TASK INPUT
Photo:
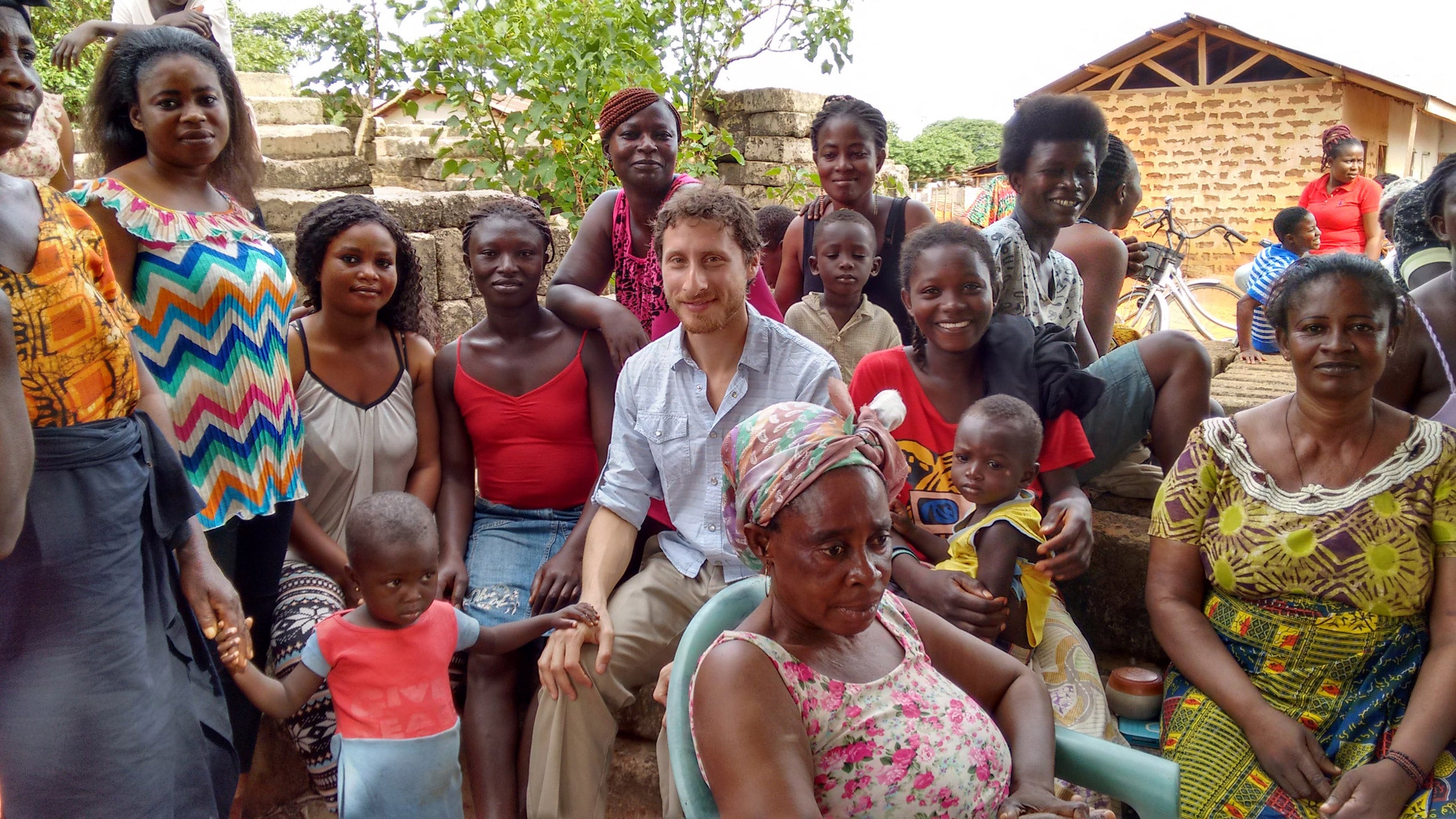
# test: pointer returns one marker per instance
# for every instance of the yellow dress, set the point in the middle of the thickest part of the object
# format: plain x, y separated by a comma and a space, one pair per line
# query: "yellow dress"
1034, 587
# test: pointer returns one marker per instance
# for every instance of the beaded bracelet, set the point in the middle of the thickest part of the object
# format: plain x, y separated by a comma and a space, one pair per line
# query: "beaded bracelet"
1407, 765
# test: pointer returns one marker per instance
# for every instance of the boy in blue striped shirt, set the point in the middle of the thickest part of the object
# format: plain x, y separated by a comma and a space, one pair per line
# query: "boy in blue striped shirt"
1298, 234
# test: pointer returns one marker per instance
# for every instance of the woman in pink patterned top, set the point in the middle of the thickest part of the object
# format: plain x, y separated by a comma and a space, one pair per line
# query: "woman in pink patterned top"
639, 135
835, 697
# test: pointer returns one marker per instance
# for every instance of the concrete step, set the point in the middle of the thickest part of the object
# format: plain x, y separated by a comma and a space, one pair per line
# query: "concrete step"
305, 142
316, 174
412, 147
287, 110
260, 83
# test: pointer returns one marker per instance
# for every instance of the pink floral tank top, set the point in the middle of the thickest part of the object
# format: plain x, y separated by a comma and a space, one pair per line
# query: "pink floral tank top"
909, 744
639, 279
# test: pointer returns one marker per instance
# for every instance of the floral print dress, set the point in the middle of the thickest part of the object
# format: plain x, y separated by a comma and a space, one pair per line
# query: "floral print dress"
909, 744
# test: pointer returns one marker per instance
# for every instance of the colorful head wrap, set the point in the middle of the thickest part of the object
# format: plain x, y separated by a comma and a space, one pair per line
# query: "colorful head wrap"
777, 453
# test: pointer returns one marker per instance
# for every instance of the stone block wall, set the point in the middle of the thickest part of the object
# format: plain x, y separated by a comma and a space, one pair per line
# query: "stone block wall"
771, 129
1237, 155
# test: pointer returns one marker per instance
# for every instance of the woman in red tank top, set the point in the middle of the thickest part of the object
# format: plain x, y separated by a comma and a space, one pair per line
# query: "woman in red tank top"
525, 416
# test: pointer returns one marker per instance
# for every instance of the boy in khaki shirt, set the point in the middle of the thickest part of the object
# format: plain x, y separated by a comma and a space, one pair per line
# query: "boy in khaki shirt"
842, 320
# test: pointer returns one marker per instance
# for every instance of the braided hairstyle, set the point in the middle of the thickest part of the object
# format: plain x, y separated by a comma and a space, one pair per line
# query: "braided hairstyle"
523, 209
1334, 140
946, 234
1052, 117
1113, 172
628, 104
112, 94
407, 310
858, 110
1299, 276
1439, 187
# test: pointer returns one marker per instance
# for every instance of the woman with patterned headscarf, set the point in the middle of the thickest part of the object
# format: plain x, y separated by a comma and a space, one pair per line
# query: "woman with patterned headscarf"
639, 136
1344, 202
835, 697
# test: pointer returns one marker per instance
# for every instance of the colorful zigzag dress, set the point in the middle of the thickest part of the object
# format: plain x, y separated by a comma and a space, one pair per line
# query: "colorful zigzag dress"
215, 296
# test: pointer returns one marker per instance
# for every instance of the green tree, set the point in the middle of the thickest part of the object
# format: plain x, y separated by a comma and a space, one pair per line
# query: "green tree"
947, 147
568, 56
264, 41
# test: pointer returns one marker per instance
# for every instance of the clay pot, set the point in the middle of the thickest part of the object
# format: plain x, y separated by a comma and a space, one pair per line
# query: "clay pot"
1135, 693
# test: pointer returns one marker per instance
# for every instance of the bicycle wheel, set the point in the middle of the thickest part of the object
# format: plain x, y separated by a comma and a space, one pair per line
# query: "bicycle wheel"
1140, 311
1218, 308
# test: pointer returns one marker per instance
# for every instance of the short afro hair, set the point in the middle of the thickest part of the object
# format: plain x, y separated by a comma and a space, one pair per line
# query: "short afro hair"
1012, 416
774, 223
408, 310
1052, 117
388, 519
1288, 220
842, 215
1299, 276
711, 203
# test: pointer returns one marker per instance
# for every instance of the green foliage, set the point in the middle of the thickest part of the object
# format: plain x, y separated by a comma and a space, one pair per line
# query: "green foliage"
50, 25
567, 57
947, 147
360, 62
266, 41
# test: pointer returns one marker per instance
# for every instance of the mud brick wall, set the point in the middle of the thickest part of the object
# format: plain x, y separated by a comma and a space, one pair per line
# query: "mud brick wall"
1235, 155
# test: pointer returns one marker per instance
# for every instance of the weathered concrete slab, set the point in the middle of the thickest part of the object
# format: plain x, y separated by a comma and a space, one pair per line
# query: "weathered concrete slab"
260, 83
762, 99
305, 142
329, 172
287, 110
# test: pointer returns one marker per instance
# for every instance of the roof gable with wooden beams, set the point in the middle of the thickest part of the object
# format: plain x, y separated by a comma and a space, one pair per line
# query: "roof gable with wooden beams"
1202, 53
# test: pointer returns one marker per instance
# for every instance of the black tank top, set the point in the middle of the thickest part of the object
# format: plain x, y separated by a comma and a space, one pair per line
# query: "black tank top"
884, 287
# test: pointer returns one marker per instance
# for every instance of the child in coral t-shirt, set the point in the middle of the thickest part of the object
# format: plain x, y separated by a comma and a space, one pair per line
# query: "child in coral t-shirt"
398, 742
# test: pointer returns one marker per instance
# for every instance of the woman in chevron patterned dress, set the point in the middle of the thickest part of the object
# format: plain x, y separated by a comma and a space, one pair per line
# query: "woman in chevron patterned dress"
213, 296
1304, 580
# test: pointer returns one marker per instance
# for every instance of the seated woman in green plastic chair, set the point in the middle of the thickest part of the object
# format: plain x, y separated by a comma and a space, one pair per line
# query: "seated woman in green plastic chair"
833, 697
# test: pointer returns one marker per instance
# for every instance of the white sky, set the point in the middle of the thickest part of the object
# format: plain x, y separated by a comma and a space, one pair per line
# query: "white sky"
927, 60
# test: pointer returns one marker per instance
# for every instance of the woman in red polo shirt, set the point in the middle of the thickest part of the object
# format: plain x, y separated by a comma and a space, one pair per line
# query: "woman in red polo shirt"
1346, 204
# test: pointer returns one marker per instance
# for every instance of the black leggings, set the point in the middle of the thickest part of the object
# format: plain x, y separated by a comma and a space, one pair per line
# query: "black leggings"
251, 556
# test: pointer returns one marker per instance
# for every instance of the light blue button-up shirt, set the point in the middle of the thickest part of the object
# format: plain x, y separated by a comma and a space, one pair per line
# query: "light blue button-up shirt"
667, 440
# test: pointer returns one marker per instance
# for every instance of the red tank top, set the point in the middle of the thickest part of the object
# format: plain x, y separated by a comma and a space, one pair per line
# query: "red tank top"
532, 451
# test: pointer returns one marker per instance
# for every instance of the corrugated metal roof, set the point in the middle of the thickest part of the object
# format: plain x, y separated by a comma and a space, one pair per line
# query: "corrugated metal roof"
1156, 37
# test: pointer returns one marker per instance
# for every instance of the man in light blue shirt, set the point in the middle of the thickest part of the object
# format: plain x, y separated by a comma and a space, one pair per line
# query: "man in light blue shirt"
676, 401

EXERCISE OBJECTIVE
Repeat the material above in full and unchanged, minus its images.

WRITTEN ANSWER
Photo:
# test: pointer returns one marker per instance
# for every instance of the yellow dress, set the point in the middle of the thickest part of the object
# format: plain x, y separated by a comma and a space, one pair per line
# query: "yellow dress"
1034, 587
# test: pointer returns one marker per instance
# for every instance of the beaded bracelet, set the point in the middle of the thickest part of the object
# format: plain x, y separated by a comma and a space, one pair per line
# query: "beaded bracelet"
1407, 765
# test: pointer returns one marker per instance
# for every instance of the boy in blue striped shirt, set the point in the middle of the thickest part of the object
# format: plain x, y separated by a comma and a space, one pair per line
# query: "boy in blue striped shirt"
1298, 234
# test: pointer returns one marker per instance
# for every instance of the woman in pink patterned top, set the point in the middle of the thickest part of the object
# format: plain x, y separated by a comma and a space, one pair per line
# query: "woman in pink patterned top"
639, 135
835, 697
# test: pointer returns one marker per instance
# for every instance of the concrete step, set the point in the middle of the thickest part of the object
# format: plain x, y separated by a comma and a space, one pair per line
# query: "concrete step"
305, 142
316, 174
412, 147
287, 110
260, 83
# test: pointer returns one marker per instance
# for every instance of the pink floral tank top, set the point in the middle of the thickest part of the object
# format: plain x, y separated by a comma and a space, one pair per line
# query: "pink floral tank top"
909, 744
639, 279
# test: pointer returns one marker per instance
# for every instance of the floral print dress, set the point in the middle of the thickest part of the object
# format: plain x, y separated by a comma and a space, one pair per line
# query: "floral print dress"
909, 744
# test: pointer returns one marker per instance
# for every instance of the colorful head wrap, set the point in the middle of the thickest part of the object
# format: plain x, y separated by a comma and a space, one pair per line
# query: "colorful head wrap"
777, 453
# test: pointer returns one marker per instance
# for every instance of the stone block wall, set the point in the middle of the thickest part of the object
# format: plain x, y separated by a comma and a space, one pair per line
# query: "stone block wall"
771, 129
1237, 155
# test: pointer returns one marker per instance
# for every instance of the woman in red tank top, set the point in the middle of the thickest part of the object
# format: plain x, y separated by a comma and a space, one pair per line
# query: "woman in red tank top"
525, 416
# test: pointer returns one marker per instance
# for every instance of the boy in khaki shirt, set the point in the middle of the thickest part of the object
# format: plain x, y separated by a comma and a space, one pair per line
# query: "boy in khaki shirt"
842, 320
# test: pointer returns one marker per instance
# for every instance of the braided hairstyle, set the point in the middle of the thickest part of the object
# format: plain x, y separated by a comma and a space, one pair per line
# query: "braided hairstyle"
523, 209
1334, 140
946, 234
1052, 117
1113, 172
628, 104
112, 94
407, 310
858, 110
1299, 276
1439, 187
# test: pointer returns one marker per instance
# for every instance of the woman with patterned headscarf, set the point in the middle of the thickest part of the object
# format: plain x, y separated by a comma and a space, one pair per line
# query: "woman with patterned headscarf"
639, 136
1344, 202
835, 697
# test: pointer returns one marker per instance
# for every instance of the colorful zigzag dress, set the point in the middle of the thickest part of the object
# format: plain x, y separated by a comma and a space, one pair per line
# query: "colorful zigzag dress"
215, 296
# test: pointer returns one marker per instance
# for every instance of the green tree, set the point in the middle of the thickest part of the object
# format: plain x, y separated by a comma and a space, one pair per line
# query: "green tree"
947, 147
568, 56
264, 41
# test: pointer returns one marker per instance
# for every instance of the clay pot, set the point in the middle of the thickest part of the object
# format: plain x, y separated by a comma and a space, one pair per line
# query: "clay pot"
1135, 693
# test: pointer returns one marker per instance
# for every instance of the bicycle wheel, set the point in the middle of the thickest part of the object
# format: plain x, y separated by a comma and a space, one pair per line
# query: "bicycle wheel"
1140, 311
1218, 308
# test: pointer returns one marker per instance
# for every instance of the short afro hair, set the point in the middle of the thickest part of the object
# format: plain x, y separated by a comma and a space, one pair per line
# query: "short afro hair"
1012, 416
774, 223
408, 310
1052, 117
388, 519
1288, 220
842, 215
1299, 276
711, 203
# test: pointer returns one marker per instance
# for every instance of the green foliage, set the point in the middle of the thickest part of the object
# format: plain x, y separated by a comma and a space, one pair per line
# query: "green foliage"
50, 25
567, 57
947, 147
360, 62
266, 41
# test: pointer returns one marker per instance
# for every instance of the mud brick wall, set the point in the middle of the thickest part of the object
# format: plain x, y separated by a comma and a space, one pair per line
# query: "mud brick wall"
1235, 155
# test: pointer returns one marker per instance
# for every instance of the weathered concrete slab, set the point in the middle of the thickest part of the object
# format: plain x, y separated by a comma and a space, one pair per line
# query: "weathered concrete slab"
260, 83
762, 99
305, 142
329, 172
287, 110
# test: pointer returns one marker per instance
# for every instance of the roof gable with wooden beams, set the point in the middle of the thickest part of the object
# format: plain x, y separated by a comma and a space, one pair per line
# query: "roof gable with wooden beams"
1202, 53
# test: pointer returns one marker per instance
# for every instance of the black tank top, set the point in the middle of the thickest part of the object
# format: plain x, y separated by a comma and a space, one pair per line
# query: "black tank top"
884, 287
# test: pointer returns one marker per instance
# for every instance of the child in coral t-shirt, set the point in the middle of the thickest part of the object
# format: plain x, y separated by a comma and a space, one pair per line
# query: "child in coral t-shirt"
398, 742
# test: pointer returns one marker per instance
# for every instance of the woman in chevron patterned dress, set the point in the middle of the thickest part of the object
# format: plain x, y separated by a comma and a space, one pair per line
# query: "woman in chevron patterned dress"
213, 296
1304, 580
# test: pointer returns one marker per instance
# for every instance of the seated woman in green plastic chair, set the point in the middle of the thickest part of the object
# format: plain x, y separated by a comma and a space, one pair per line
# query: "seated woman in green plastic chair"
833, 697
# test: pointer returns one marker per instance
# for every instance of the white sky, set the point in the middle of the thickest part of the object
# format: plain x, y separated by a comma and a space, one pair per line
# query: "white sky"
927, 60
# test: pointer returns one marker per instance
# for every instance of the woman in red polo shirt, set the point in the middle of the thickest part of the object
# format: plain x, y separated by a comma and a space, one pair per line
# query: "woman in red polo shirt"
1346, 204
# test: pointer returns one marker per instance
# for every instance of the black leggings, set the point in the middle of the thickest part of the object
# format: plain x, y separated by a comma and a space, one pair per line
# query: "black leggings"
251, 556
# test: pointer returns one marker per instance
# for every instance of the light blue button-up shirt, set the point in the middle of the thickest part of the object
# format: plain x, y separated by a comma and a space, one pair per line
# query: "light blue button-up shirt"
667, 440
# test: pointer returns one marker per instance
# for every instance of the red tank top, set the point in the middle of the thickest part of the object
# format: plain x, y separated by a comma and a space, one pair per line
# query: "red tank top"
532, 451
# test: pointer returns one marker per instance
# for every instance of the corrugated metal roof, set the point in the middle of the thickest part of the object
# format: plain x, y separated by a comma and a space, one pair per line
# query: "corrugated metal roof"
1156, 37
# test: pointer returns one marker per instance
# for every instance of the man in light blue shirt, set the point in the middle of the thickest part of the object
# format: plain x, y separated by a comma and a space, one pair per line
# query: "man in light blue shirt"
676, 401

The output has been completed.